- Opening Delimiter -
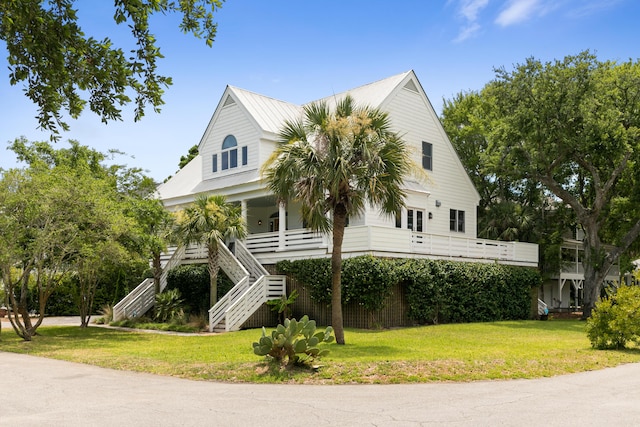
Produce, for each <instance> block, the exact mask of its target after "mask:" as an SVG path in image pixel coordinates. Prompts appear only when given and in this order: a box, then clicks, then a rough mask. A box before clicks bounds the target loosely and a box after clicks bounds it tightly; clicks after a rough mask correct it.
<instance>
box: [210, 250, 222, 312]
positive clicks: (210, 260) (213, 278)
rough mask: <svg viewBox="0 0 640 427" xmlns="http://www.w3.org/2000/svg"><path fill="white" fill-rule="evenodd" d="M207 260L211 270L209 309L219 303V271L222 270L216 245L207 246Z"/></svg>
mask: <svg viewBox="0 0 640 427" xmlns="http://www.w3.org/2000/svg"><path fill="white" fill-rule="evenodd" d="M207 259H208V261H209V263H208V265H207V268H208V269H209V287H210V293H209V308H211V307H213V306H214V305H216V302H218V270H220V263H219V261H218V247H217V246H214V245H211V244H209V245H207Z"/></svg>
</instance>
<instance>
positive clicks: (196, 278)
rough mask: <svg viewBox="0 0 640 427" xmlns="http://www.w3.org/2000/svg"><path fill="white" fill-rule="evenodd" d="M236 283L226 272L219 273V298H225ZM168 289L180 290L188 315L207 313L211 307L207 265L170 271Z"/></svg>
mask: <svg viewBox="0 0 640 427" xmlns="http://www.w3.org/2000/svg"><path fill="white" fill-rule="evenodd" d="M233 285H234V283H233V282H232V281H231V279H229V277H227V275H226V274H225V273H224V271H222V270H220V272H219V273H218V298H220V297H222V296H224V294H226V293H227V292H229V290H230V289H231V288H232V287H233ZM167 289H178V290H179V291H180V294H181V295H182V298H183V299H184V309H185V311H186V312H187V313H190V314H198V313H205V312H206V311H207V310H209V309H210V308H211V307H209V292H210V289H209V270H208V269H207V265H206V264H187V265H180V266H178V267H176V268H174V269H171V270H170V271H169V274H168V275H167Z"/></svg>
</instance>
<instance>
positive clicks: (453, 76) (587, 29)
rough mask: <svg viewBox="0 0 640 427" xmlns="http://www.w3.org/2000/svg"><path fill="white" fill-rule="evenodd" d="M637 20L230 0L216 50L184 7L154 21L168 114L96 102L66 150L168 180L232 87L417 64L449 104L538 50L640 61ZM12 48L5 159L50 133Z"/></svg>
mask: <svg viewBox="0 0 640 427" xmlns="http://www.w3.org/2000/svg"><path fill="white" fill-rule="evenodd" d="M77 4H78V9H79V12H78V14H79V17H80V25H81V26H82V28H83V29H84V31H85V33H87V34H90V35H92V36H94V37H95V38H98V39H102V38H104V37H110V38H111V39H113V40H114V41H115V42H116V43H124V44H126V43H131V41H130V39H129V38H127V28H126V27H123V26H120V27H118V26H116V25H115V24H113V23H112V21H111V16H113V6H112V5H110V2H108V1H100V2H97V1H95V0H79V1H78V2H77ZM639 18H640V2H639V1H637V0H444V1H436V0H395V1H393V2H390V1H381V0H326V1H323V2H318V1H298V2H294V1H291V0H289V1H284V0H271V1H264V0H228V1H227V2H226V3H224V5H223V8H222V9H221V10H220V11H219V12H218V14H217V22H218V36H217V38H216V41H215V42H214V44H213V47H212V48H208V47H206V45H205V44H204V42H203V41H202V40H198V39H195V38H194V37H192V36H190V35H183V34H182V33H180V32H179V30H178V28H177V17H175V16H173V17H171V16H169V17H156V18H154V19H153V21H152V25H153V27H152V28H153V30H154V32H155V34H156V37H157V39H158V43H159V45H160V46H161V52H162V53H163V54H164V55H165V59H164V60H162V62H161V64H160V69H161V72H162V73H164V74H166V75H170V76H172V77H173V82H174V84H173V85H172V86H171V87H170V88H169V89H168V91H167V93H166V94H165V101H166V105H164V106H163V107H162V112H161V113H160V114H155V113H153V111H152V110H149V112H148V113H147V115H146V116H145V117H144V118H143V119H142V121H140V122H137V123H136V122H133V118H132V111H133V109H132V108H128V109H127V110H125V114H124V117H125V119H124V121H123V122H112V123H110V124H108V125H104V124H102V123H101V122H100V121H99V120H98V119H97V118H96V117H95V116H94V115H93V114H92V113H91V112H89V111H87V112H85V113H84V114H83V116H82V117H81V118H80V119H79V120H71V121H70V122H69V124H70V125H71V131H70V132H68V133H65V134H63V142H60V143H59V145H60V146H66V145H65V143H64V141H65V140H67V139H75V140H78V141H79V142H80V143H81V144H84V145H89V146H91V147H94V148H96V149H98V150H101V151H106V150H108V149H110V148H114V149H118V150H121V151H124V152H126V153H127V154H128V156H127V157H122V158H120V159H119V162H124V163H127V164H128V165H129V166H135V167H141V168H143V169H145V170H146V171H147V173H148V175H150V176H152V177H153V178H155V179H156V180H158V181H162V180H163V179H164V178H166V177H167V176H169V175H171V174H173V173H174V172H175V171H176V170H177V164H178V160H179V158H180V156H181V155H183V154H186V152H187V151H188V149H189V148H190V147H191V146H193V145H194V144H197V143H198V142H199V141H200V138H201V137H202V134H203V132H204V130H205V128H206V126H207V124H208V121H209V119H210V117H211V115H212V114H213V112H214V110H215V108H216V106H217V104H218V101H219V100H220V97H221V96H222V93H223V91H224V89H225V86H226V85H227V84H229V85H233V86H238V87H241V88H243V89H247V90H251V91H253V92H257V93H260V94H264V95H267V96H271V97H273V98H277V99H282V100H284V101H288V102H293V103H298V104H302V103H306V102H309V101H312V100H315V99H318V98H321V97H324V96H327V95H330V94H332V93H337V92H341V91H344V90H346V89H349V88H352V87H356V86H360V85H362V84H366V83H370V82H373V81H376V80H379V79H382V78H385V77H388V76H391V75H394V74H398V73H401V72H404V71H407V70H410V69H413V70H415V72H416V74H417V76H418V79H419V80H420V82H421V83H422V86H423V87H424V89H425V91H426V92H427V95H428V96H429V98H430V100H431V102H432V104H433V105H434V107H435V109H436V111H437V112H438V113H440V111H441V107H442V99H443V98H446V99H448V98H451V97H452V96H453V95H454V94H456V93H458V92H460V91H467V90H477V89H480V88H482V87H483V86H484V85H485V84H486V83H487V82H488V81H490V80H491V79H492V78H493V77H494V72H493V69H494V68H495V67H502V66H504V67H506V68H507V69H510V68H511V67H512V66H513V65H514V64H517V63H522V62H523V61H524V60H525V59H526V58H528V57H531V56H533V57H535V58H537V59H541V60H544V61H551V60H553V59H560V58H563V57H564V56H566V55H573V54H577V53H579V52H580V51H582V50H585V49H589V50H592V51H594V52H595V53H596V54H597V55H598V57H599V59H601V60H605V59H606V60H615V61H626V60H629V59H634V60H637V59H638V58H639V57H640V53H639V49H640V48H639V47H638V41H640V25H638V24H637V21H638V19H639ZM5 57H6V50H5V49H4V45H3V43H2V42H0V100H1V102H0V168H10V167H13V166H16V165H17V163H16V161H15V158H14V157H13V156H12V153H11V152H10V151H6V150H5V147H6V145H7V143H8V142H9V141H12V140H13V139H15V138H16V137H19V136H21V135H23V136H26V137H27V138H28V139H30V140H48V137H49V135H48V134H47V133H44V132H42V131H40V130H38V129H37V122H36V120H35V118H34V116H35V114H36V109H35V107H34V106H33V105H32V104H31V103H30V102H29V101H28V99H27V98H26V97H25V96H24V95H23V94H22V87H20V86H10V85H9V83H8V77H7V76H8V71H7V67H6V59H5Z"/></svg>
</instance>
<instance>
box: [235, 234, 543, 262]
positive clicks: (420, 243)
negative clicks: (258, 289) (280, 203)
mask: <svg viewBox="0 0 640 427" xmlns="http://www.w3.org/2000/svg"><path fill="white" fill-rule="evenodd" d="M284 239H285V241H284V245H281V244H280V241H279V236H278V233H260V234H252V235H250V236H249V237H247V239H246V241H245V244H246V247H247V248H248V249H249V250H250V251H251V252H252V253H256V254H258V258H261V257H262V254H265V253H268V252H272V253H277V252H281V253H282V252H285V253H286V252H287V251H297V250H300V251H304V250H310V249H316V250H317V249H320V248H322V249H326V251H327V253H330V252H331V248H330V247H329V245H328V243H327V242H328V240H327V238H326V237H324V236H323V235H321V234H317V233H313V232H312V231H311V230H308V229H301V230H300V229H299V230H286V231H285V234H284ZM283 247H284V250H282V249H281V248H283ZM342 252H343V253H366V252H385V253H388V254H390V255H391V256H401V255H405V254H406V255H412V254H418V255H433V256H437V257H441V258H448V259H465V258H466V259H468V260H498V261H502V262H512V263H521V264H523V265H537V263H538V245H536V244H534V243H523V242H503V241H498V240H485V239H472V238H468V237H464V236H449V235H438V234H430V233H418V232H413V231H411V230H407V229H399V228H394V227H383V226H353V227H347V228H346V229H345V234H344V243H343V246H342ZM276 258H278V257H270V260H271V261H277V259H276ZM286 258H288V256H287V255H286V254H284V253H283V255H282V259H286Z"/></svg>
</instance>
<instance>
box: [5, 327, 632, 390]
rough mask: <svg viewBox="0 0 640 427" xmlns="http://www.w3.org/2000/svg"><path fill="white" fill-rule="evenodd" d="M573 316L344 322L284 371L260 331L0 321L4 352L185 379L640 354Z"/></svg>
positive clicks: (352, 374)
mask: <svg viewBox="0 0 640 427" xmlns="http://www.w3.org/2000/svg"><path fill="white" fill-rule="evenodd" d="M584 328H585V323H584V322H580V321H577V320H549V321H546V322H540V321H510V322H495V323H475V324H457V325H440V326H424V327H414V328H403V329H393V330H381V331H369V330H356V329H347V330H346V341H347V345H345V346H339V345H336V344H331V345H329V348H330V350H331V353H330V354H329V356H327V357H325V358H324V359H322V360H321V363H322V364H323V365H324V366H323V367H322V368H321V369H320V370H319V371H318V372H309V371H305V370H294V371H284V370H281V369H278V368H275V367H274V366H272V365H270V364H269V363H267V362H266V359H265V358H262V357H259V356H255V355H254V354H253V352H252V348H251V343H252V342H253V341H257V340H258V338H259V337H260V330H257V329H253V330H246V331H240V332H232V333H227V334H220V335H204V336H202V335H199V336H176V335H163V334H150V333H143V332H128V331H119V330H113V329H104V328H97V327H91V328H88V329H85V330H82V329H80V328H79V327H75V326H73V327H72V326H68V327H60V326H59V327H42V328H40V329H39V330H38V331H39V332H40V335H39V336H37V337H35V338H34V340H33V341H32V342H23V341H22V340H20V339H19V338H18V337H17V336H16V335H15V334H14V332H13V331H12V330H11V329H3V332H2V335H0V350H2V351H10V352H17V353H26V354H32V355H36V356H43V357H51V358H56V359H62V360H70V361H74V362H81V363H88V364H93V365H98V366H103V367H107V368H114V369H123V370H133V371H143V372H150V373H155V374H161V375H173V376H178V377H183V378H191V379H201V380H216V381H243V382H291V383H309V384H311V383H313V384H344V383H383V384H388V383H406V382H429V381H473V380H487V379H510V378H535V377H544V376H552V375H561V374H566V373H570V372H579V371H588V370H594V369H601V368H605V367H611V366H616V365H619V364H622V363H629V362H640V349H638V348H631V349H628V350H623V351H603V350H592V349H591V347H590V345H589V341H588V339H587V337H586V334H585V331H584Z"/></svg>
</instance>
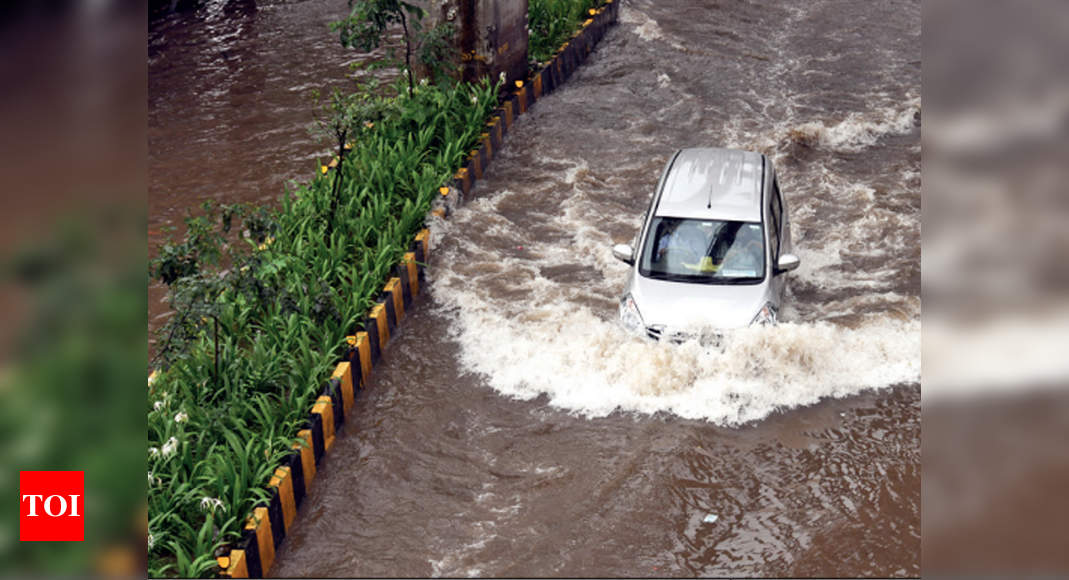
- Closing Delimiter -
## Exercise aim
Include the first line of the records, the line containing "box: [210, 250, 222, 312]", and every line between them, repeated exactly. Skip the pictures.

## Expected answer
Produce, for each <instance> block, the exact mask of its target after "mask:" as an SVG path in image pixel coordinates. Prompts appear only when given and in this order: a box, then clicks, then a rough mask. A box before clicks bounds the target loosely and a box after clicks bounds it tightly; clicks after a rough mask correct it.
<instance>
box: [210, 250, 222, 312]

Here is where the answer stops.